Dataset excerpts START

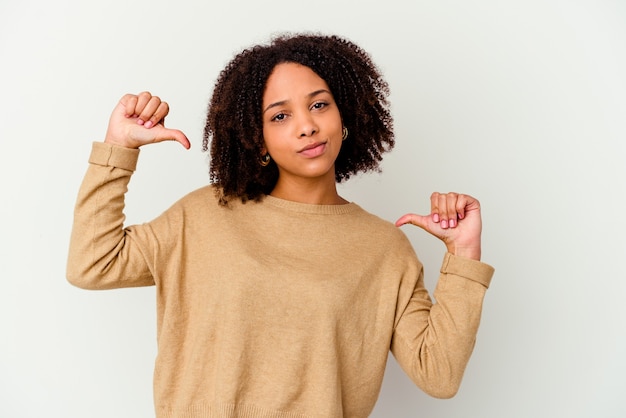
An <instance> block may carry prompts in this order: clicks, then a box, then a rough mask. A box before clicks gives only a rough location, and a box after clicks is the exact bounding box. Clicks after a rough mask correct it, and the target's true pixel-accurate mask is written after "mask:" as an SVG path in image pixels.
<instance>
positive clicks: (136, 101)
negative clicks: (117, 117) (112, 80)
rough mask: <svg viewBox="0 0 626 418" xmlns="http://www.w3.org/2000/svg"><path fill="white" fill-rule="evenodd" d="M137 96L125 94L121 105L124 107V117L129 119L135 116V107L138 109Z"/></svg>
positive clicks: (120, 99)
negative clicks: (125, 116)
mask: <svg viewBox="0 0 626 418" xmlns="http://www.w3.org/2000/svg"><path fill="white" fill-rule="evenodd" d="M137 100H138V98H137V96H136V95H134V94H125V95H124V96H123V97H122V98H121V99H120V103H121V104H122V106H124V116H126V117H127V118H130V117H133V116H135V107H137Z"/></svg>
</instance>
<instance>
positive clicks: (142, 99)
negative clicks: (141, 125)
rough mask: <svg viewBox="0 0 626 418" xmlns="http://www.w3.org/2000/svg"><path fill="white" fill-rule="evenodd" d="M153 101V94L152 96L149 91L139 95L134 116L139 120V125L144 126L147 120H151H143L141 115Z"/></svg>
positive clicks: (148, 118) (137, 96)
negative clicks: (139, 124)
mask: <svg viewBox="0 0 626 418" xmlns="http://www.w3.org/2000/svg"><path fill="white" fill-rule="evenodd" d="M151 100H152V94H150V92H148V91H143V92H141V93H139V94H138V95H137V104H136V105H135V109H134V112H133V115H134V116H135V117H137V118H139V119H138V120H137V123H138V124H140V125H143V123H144V122H145V121H146V120H147V119H149V118H147V119H142V118H141V115H142V114H143V113H144V111H145V109H146V106H147V105H148V103H150V101H151Z"/></svg>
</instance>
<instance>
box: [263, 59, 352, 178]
mask: <svg viewBox="0 0 626 418" xmlns="http://www.w3.org/2000/svg"><path fill="white" fill-rule="evenodd" d="M262 112H263V138H264V140H265V150H264V151H267V152H268V153H269V154H270V156H271V158H272V159H273V160H274V162H275V163H276V165H277V166H278V172H279V177H278V181H279V182H280V181H285V180H288V181H291V180H303V179H308V180H314V179H319V180H321V179H324V180H327V181H329V177H332V181H333V182H334V181H335V180H334V179H335V160H336V159H337V155H339V150H340V149H341V142H342V138H341V134H342V123H341V115H340V114H339V109H338V108H337V105H336V103H335V100H334V98H333V95H332V94H331V92H330V89H329V88H328V85H327V84H326V82H325V81H324V80H323V79H322V78H320V77H319V76H318V75H317V74H315V72H313V70H311V69H310V68H309V67H305V66H303V65H300V64H295V63H282V64H278V65H277V66H276V67H275V68H274V70H273V71H272V73H271V75H270V77H269V78H268V80H267V84H266V86H265V93H264V94H263V108H262Z"/></svg>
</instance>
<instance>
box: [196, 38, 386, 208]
mask: <svg viewBox="0 0 626 418" xmlns="http://www.w3.org/2000/svg"><path fill="white" fill-rule="evenodd" d="M286 62H293V63H298V64H301V65H304V66H307V67H309V68H311V69H312V70H313V71H314V72H315V73H316V74H317V75H319V76H320V77H321V78H322V79H323V80H324V81H325V82H326V84H328V86H329V88H330V90H331V93H332V94H333V97H334V99H335V102H336V103H337V106H338V109H339V113H340V115H341V118H342V121H343V124H344V126H345V127H347V128H348V131H349V132H350V138H349V139H348V140H346V141H344V143H343V144H342V147H341V151H340V153H339V155H338V157H337V160H336V162H335V178H336V181H337V182H338V183H339V182H342V181H344V180H347V179H348V178H350V176H351V175H353V174H357V173H360V172H367V171H380V168H379V163H380V161H381V160H382V154H383V153H384V152H386V151H389V150H391V149H392V148H393V146H394V134H393V118H392V116H391V113H390V110H389V103H388V100H387V98H388V96H389V86H388V84H387V82H386V81H384V80H383V78H382V76H381V74H380V71H379V70H378V68H377V67H376V65H374V63H373V62H372V60H371V58H370V56H369V55H368V54H367V53H366V52H365V51H364V50H363V49H361V48H360V47H359V46H357V45H355V44H354V43H353V42H351V41H349V40H346V39H343V38H340V37H338V36H335V35H333V36H326V35H319V34H296V35H284V34H283V35H279V36H276V37H274V38H273V39H272V40H271V41H270V43H269V44H267V45H257V46H254V47H251V48H248V49H245V50H243V51H242V52H240V53H239V54H237V55H236V56H235V57H234V58H233V59H232V61H230V63H229V64H228V65H227V66H226V68H224V70H222V72H221V73H220V75H219V77H218V79H217V81H216V83H215V87H214V90H213V96H212V98H211V100H210V103H209V107H208V115H207V119H206V125H205V129H204V138H203V141H202V146H203V151H207V150H209V147H210V167H209V175H210V181H211V182H212V183H213V184H214V185H216V186H217V190H218V191H219V193H220V202H221V203H222V204H227V202H228V201H229V200H230V199H232V198H238V199H240V200H241V201H242V202H244V203H245V202H246V201H248V200H254V201H258V200H260V199H262V197H263V196H264V195H266V194H269V193H270V192H271V191H272V189H273V188H274V186H275V185H276V181H277V179H278V167H277V166H276V164H275V163H274V161H273V160H272V161H271V162H270V164H269V165H268V166H266V167H264V166H261V164H260V163H259V158H260V154H261V150H262V149H263V147H264V141H263V121H262V102H263V93H264V91H265V85H266V82H267V79H268V78H269V76H270V74H271V73H272V70H273V69H274V67H276V65H278V64H281V63H286ZM209 144H210V145H209Z"/></svg>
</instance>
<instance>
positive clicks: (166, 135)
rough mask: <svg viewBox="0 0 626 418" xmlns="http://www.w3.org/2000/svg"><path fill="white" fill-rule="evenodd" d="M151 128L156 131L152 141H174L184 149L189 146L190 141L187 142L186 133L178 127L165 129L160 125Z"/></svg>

Dataset excerpts END

Activity:
Which lines above contain the word "positive"? Show each of them.

Result below:
positive clicks: (136, 101)
positive clicks: (120, 99)
positive clicks: (142, 99)
positive clicks: (148, 118) (137, 96)
positive clicks: (166, 135)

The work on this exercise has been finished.